• [Task brief]: Everything from the line containing "Check that every instance of the puppy's front" through the last line of the records must be returned verbatim, and nothing outside that range.

━━ Records provided ━━

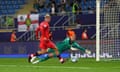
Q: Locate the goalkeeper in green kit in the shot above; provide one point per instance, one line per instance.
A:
(66, 44)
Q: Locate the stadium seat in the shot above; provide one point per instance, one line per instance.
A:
(10, 6)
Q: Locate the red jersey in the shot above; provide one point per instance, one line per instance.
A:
(44, 30)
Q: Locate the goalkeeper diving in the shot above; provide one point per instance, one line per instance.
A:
(68, 43)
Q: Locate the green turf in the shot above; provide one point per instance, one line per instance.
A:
(53, 65)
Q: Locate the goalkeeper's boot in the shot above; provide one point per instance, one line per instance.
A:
(61, 60)
(88, 51)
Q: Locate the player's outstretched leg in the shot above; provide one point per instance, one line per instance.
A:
(31, 57)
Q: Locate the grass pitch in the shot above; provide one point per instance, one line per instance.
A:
(53, 65)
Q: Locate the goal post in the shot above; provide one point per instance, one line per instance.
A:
(107, 30)
(97, 30)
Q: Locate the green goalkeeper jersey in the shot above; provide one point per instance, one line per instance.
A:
(66, 45)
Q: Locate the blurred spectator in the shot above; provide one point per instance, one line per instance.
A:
(75, 7)
(62, 11)
(63, 3)
(41, 3)
(36, 6)
(90, 11)
(34, 11)
(13, 36)
(84, 35)
(53, 9)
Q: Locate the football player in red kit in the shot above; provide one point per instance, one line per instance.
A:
(45, 41)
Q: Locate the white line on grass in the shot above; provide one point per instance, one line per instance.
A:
(54, 67)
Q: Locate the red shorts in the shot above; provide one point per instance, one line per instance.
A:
(46, 44)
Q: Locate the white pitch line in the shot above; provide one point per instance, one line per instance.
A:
(54, 67)
(59, 67)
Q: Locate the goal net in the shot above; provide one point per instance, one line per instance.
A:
(107, 30)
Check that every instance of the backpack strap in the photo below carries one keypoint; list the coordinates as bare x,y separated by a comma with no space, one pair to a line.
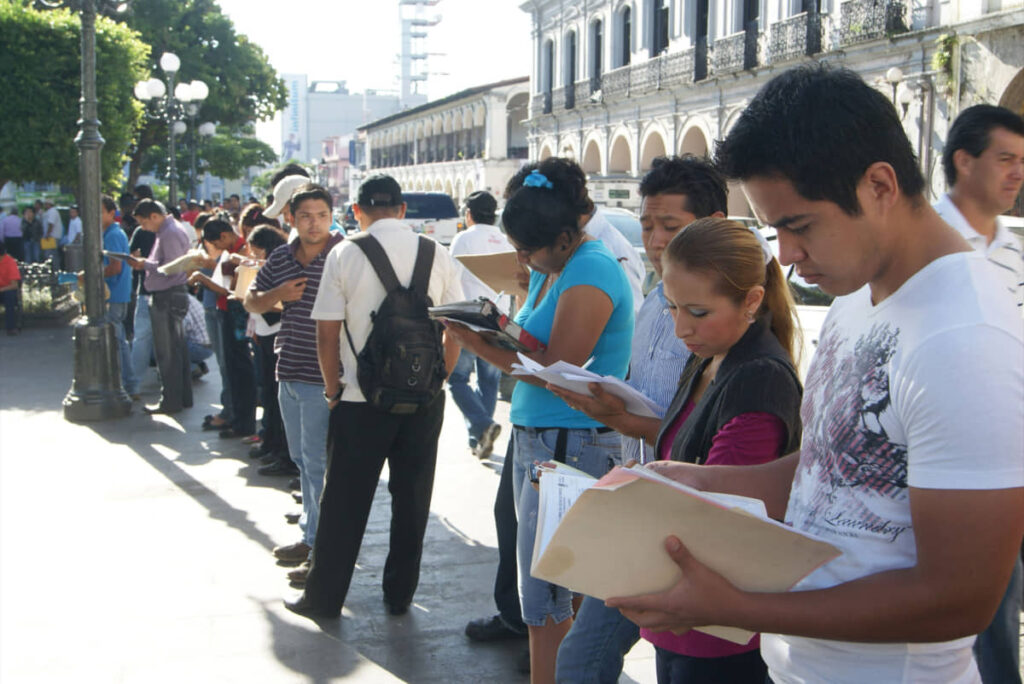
378,259
424,262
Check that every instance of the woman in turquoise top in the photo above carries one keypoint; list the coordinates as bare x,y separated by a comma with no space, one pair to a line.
580,305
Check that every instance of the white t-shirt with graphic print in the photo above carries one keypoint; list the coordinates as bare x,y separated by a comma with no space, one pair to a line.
923,390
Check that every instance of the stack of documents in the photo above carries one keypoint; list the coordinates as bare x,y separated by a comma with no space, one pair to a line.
577,379
606,538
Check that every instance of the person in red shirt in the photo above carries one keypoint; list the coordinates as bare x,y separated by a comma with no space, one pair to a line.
10,279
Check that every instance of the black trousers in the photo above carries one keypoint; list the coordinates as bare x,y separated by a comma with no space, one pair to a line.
167,314
359,439
507,578
238,357
273,426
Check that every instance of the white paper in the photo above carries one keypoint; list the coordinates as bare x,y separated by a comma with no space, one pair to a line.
576,379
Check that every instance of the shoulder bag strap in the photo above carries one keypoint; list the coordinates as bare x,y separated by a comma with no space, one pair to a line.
424,262
378,259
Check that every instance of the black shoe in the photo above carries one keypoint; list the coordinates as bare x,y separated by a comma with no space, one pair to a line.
492,629
279,467
303,606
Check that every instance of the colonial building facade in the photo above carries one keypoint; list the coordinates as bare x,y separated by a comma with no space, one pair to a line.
616,83
471,140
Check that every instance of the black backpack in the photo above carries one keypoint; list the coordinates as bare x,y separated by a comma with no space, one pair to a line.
401,367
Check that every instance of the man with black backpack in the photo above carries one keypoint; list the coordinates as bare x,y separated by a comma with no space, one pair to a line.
371,314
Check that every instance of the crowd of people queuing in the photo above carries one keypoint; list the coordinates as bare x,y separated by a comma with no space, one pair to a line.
903,445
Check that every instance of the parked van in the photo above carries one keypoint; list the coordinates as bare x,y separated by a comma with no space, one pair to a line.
433,214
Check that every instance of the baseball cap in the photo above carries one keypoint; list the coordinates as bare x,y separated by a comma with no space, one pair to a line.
380,190
283,193
482,203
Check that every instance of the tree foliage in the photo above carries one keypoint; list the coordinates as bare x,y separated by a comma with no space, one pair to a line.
40,79
244,87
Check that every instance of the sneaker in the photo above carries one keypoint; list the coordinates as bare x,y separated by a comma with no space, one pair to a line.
492,629
298,575
486,442
292,553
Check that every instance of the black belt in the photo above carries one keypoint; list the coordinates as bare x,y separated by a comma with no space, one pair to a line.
561,440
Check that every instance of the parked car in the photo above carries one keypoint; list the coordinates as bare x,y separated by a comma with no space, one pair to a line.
627,223
433,214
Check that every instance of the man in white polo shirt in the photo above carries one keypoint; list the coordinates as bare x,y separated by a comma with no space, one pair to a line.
361,436
983,162
477,405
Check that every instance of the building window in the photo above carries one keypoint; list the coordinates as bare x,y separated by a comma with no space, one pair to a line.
659,33
626,32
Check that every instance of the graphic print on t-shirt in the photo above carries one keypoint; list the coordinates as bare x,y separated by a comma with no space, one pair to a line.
852,454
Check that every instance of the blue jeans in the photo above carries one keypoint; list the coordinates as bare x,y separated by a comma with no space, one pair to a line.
116,312
141,346
213,329
477,405
997,648
32,252
587,450
597,642
306,417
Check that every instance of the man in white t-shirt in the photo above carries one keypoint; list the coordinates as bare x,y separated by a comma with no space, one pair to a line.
983,161
910,461
361,436
477,405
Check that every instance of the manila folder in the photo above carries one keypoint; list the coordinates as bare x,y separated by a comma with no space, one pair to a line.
611,543
498,270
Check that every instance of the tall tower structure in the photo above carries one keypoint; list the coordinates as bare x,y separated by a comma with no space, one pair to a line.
415,26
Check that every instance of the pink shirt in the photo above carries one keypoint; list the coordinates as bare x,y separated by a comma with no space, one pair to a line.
748,439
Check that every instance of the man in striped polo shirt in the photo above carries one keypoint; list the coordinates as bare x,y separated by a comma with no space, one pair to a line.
291,276
983,162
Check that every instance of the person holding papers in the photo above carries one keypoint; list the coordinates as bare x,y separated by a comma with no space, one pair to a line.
580,305
737,403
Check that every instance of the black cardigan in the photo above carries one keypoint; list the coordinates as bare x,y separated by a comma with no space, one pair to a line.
756,376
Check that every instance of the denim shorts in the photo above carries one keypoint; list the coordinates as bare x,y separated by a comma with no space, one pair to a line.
587,450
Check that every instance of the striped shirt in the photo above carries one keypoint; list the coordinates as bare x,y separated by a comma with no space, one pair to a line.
656,361
296,343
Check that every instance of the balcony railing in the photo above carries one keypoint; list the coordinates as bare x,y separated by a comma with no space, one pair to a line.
861,20
729,53
798,36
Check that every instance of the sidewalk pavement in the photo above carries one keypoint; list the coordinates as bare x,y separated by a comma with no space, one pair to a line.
138,550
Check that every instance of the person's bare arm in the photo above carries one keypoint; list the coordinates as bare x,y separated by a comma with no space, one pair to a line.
967,541
329,355
261,302
581,315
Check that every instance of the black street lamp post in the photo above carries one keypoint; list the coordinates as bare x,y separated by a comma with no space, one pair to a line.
95,392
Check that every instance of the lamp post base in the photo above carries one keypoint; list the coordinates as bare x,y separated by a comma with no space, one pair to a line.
95,393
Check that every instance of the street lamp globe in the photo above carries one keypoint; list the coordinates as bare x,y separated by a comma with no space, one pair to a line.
200,90
170,62
182,92
157,88
142,90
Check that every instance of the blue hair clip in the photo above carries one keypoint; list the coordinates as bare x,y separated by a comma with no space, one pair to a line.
537,179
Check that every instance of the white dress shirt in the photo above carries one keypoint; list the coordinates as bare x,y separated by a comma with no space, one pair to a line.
350,290
1005,252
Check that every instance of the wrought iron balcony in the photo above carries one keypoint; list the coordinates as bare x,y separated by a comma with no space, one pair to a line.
798,36
861,20
558,99
730,52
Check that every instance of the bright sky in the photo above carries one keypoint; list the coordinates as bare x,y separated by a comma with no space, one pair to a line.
359,41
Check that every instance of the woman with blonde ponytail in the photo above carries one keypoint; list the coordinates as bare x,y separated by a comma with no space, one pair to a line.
738,399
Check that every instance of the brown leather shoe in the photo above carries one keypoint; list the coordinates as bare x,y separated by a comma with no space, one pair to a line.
293,553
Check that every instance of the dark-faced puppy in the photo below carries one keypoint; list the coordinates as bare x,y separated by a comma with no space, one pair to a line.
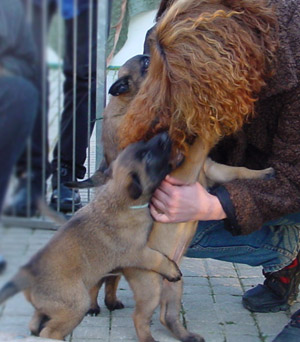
130,77
110,232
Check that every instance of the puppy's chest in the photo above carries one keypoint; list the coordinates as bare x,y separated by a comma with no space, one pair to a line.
132,232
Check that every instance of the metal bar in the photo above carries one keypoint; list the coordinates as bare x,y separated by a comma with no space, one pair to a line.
59,109
103,20
75,24
44,94
89,91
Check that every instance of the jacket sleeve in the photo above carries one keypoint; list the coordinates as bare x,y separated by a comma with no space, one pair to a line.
250,203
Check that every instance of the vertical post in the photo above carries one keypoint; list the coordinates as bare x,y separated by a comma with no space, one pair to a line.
102,28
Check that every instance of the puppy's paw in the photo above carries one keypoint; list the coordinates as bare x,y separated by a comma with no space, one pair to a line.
116,305
94,311
174,274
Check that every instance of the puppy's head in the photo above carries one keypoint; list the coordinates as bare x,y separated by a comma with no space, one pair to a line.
140,168
130,76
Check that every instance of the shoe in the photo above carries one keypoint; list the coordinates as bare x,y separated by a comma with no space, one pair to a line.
278,292
291,332
68,199
24,201
2,264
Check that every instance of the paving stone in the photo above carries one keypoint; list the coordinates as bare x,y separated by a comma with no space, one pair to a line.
211,301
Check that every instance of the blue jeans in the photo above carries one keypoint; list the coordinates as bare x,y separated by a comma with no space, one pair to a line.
273,247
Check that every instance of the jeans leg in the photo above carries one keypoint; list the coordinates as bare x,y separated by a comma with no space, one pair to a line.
274,246
18,107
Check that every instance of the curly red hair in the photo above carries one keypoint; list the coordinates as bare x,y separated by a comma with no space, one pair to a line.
209,61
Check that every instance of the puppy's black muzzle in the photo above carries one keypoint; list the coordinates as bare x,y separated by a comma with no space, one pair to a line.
157,157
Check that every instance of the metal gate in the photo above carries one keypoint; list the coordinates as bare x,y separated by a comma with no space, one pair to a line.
71,79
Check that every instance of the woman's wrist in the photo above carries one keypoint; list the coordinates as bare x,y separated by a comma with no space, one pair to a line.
215,210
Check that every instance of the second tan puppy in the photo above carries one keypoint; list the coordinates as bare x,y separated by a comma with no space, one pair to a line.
110,232
123,90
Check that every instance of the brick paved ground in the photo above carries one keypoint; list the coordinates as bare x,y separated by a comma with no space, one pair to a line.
211,301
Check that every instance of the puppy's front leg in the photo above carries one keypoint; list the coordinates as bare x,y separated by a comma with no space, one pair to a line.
220,173
152,260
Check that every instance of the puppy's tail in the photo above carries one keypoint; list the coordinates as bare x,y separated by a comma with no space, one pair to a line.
19,282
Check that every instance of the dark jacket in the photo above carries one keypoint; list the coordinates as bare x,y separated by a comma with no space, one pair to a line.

━━━

• [Result]:
Check that every instance of the puppy's front leg in the photo above carries one keypoint; list the coordinates as bare x,y separated by a comma with no space, one pair to a line.
220,173
152,260
Check that every instance of the puppy's tail in the photo above carries one keypoint; list the coordinates as bare x,y separated by a comma with no space, one pair to a line.
19,282
Check that every instance of the dark jacket in the photo above carries one keypoint; list the coordinates as bare x,y separated by a comma with no space, one pair to a line.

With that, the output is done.